Objetivo del ejercicio: Cambia "purple flower" por "violet flower" y reescribe el listado completo sin ningún otro cambio.

Datos proporcionados:

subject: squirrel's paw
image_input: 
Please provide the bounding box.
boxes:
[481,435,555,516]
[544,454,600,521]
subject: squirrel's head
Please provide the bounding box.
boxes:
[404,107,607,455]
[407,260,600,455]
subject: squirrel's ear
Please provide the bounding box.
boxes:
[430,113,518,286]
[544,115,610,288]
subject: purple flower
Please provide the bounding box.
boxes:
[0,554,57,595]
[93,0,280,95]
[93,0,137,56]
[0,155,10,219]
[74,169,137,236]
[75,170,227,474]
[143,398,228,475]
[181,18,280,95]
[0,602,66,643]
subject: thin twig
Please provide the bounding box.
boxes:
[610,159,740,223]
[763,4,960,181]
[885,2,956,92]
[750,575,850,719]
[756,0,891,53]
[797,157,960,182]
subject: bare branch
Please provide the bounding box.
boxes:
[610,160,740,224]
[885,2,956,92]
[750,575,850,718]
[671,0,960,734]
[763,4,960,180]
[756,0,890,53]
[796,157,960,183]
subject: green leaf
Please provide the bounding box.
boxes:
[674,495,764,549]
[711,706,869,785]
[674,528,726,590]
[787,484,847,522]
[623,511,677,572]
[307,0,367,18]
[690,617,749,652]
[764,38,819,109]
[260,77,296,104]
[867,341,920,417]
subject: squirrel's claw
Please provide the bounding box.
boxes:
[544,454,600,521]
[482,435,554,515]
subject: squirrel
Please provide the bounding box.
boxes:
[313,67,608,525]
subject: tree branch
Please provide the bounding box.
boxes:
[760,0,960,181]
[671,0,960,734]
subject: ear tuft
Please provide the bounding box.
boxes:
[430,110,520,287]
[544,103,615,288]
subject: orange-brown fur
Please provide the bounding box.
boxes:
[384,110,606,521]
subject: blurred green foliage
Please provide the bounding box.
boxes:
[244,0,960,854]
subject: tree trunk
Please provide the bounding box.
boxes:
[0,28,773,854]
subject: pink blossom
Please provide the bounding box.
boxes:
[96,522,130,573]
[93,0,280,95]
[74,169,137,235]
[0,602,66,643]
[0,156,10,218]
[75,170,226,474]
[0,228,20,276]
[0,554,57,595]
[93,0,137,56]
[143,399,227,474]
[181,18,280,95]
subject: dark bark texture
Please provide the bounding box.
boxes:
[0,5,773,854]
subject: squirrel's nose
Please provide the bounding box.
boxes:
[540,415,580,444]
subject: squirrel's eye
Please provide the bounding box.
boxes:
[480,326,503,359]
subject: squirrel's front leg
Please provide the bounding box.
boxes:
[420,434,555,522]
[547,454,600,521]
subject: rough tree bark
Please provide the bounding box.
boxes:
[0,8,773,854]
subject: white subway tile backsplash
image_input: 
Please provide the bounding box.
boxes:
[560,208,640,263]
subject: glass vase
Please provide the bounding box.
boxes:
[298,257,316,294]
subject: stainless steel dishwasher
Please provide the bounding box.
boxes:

Respuesta del ejercicio:
subject: squirrel's paw
image_input: 
Please provide the bounding box.
boxes:
[481,435,555,516]
[544,454,600,521]
subject: squirrel's head
Please provide the bounding box.
boxes:
[404,107,607,455]
[407,260,600,455]
subject: squirrel's ear
Please provide the bounding box.
boxes:
[430,113,518,286]
[544,115,610,288]
subject: violet flower
Please provide the bounding box.
boxes:
[0,554,57,595]
[93,0,280,95]
[93,0,137,56]
[0,155,10,219]
[74,169,137,236]
[75,170,227,474]
[143,398,228,475]
[181,18,280,95]
[0,602,66,643]
subject: thin twig
Please provide the bounding box.
boxes:
[610,159,740,223]
[763,4,960,181]
[885,2,956,92]
[750,575,850,719]
[756,0,891,53]
[797,157,960,182]
subject: bare branch
Please provide the bounding box.
boxes:
[610,160,740,224]
[885,2,956,92]
[750,575,850,718]
[671,0,960,734]
[763,4,960,180]
[756,0,890,53]
[796,157,960,183]
subject: green leaf
Please provide the bounding box.
boxes:
[674,495,764,549]
[711,706,869,785]
[674,528,726,590]
[787,484,847,522]
[623,511,677,572]
[307,0,367,18]
[690,617,749,652]
[764,38,819,109]
[260,77,296,104]
[867,341,920,417]
subject: squirrel's claw
Please provide the bounding box.
boxes:
[544,454,600,521]
[482,435,554,515]
subject: squirrel
Please provide the bounding box.
boxes:
[313,67,608,525]
subject: tree branch
Please provide the bounding box.
boxes:
[760,0,960,181]
[671,0,960,734]
subject: ear tuft
Please provide the bounding box.
boxes:
[430,110,520,287]
[544,103,615,288]
subject: orange-brown fur
Please provide the bounding box.
boxes:
[384,110,606,521]
subject: blurred green foliage
Please provide the bounding box.
boxes:
[244,0,960,854]
subject: tree trunk
Please provide the bounding box.
boxes:
[0,28,773,854]
subject: pink blossom
Please provide the bounding box.
boxes:
[96,522,130,573]
[93,0,280,95]
[74,169,137,235]
[0,602,66,643]
[0,156,10,218]
[75,170,226,474]
[0,228,20,276]
[0,554,57,595]
[93,0,137,56]
[143,399,227,474]
[181,18,280,95]
subject: dark bark texture
Please provide the bounding box.
boxes:
[0,5,773,854]
subject: squirrel's nose
Please provide the bounding box.
boxes:
[540,415,580,444]
subject: squirrel's eye
Please provide the bounding box.
boxes:
[480,326,503,359]
subject: squirrel's front leg
Please provide the bounding box.
boxes:
[420,434,555,522]
[547,454,600,521]
subject: rough tree bark
Please provide the bounding box.
boxes:
[0,8,773,854]
subject: white subway tile backsplash
image_input: 
Please provide the bounding box.
boxes:
[560,208,640,263]
subject: glass vase
Please provide the bounding box.
boxes:
[298,257,316,294]
subject: stainless steel dishwasher
Please provide the bounding box.
boxes:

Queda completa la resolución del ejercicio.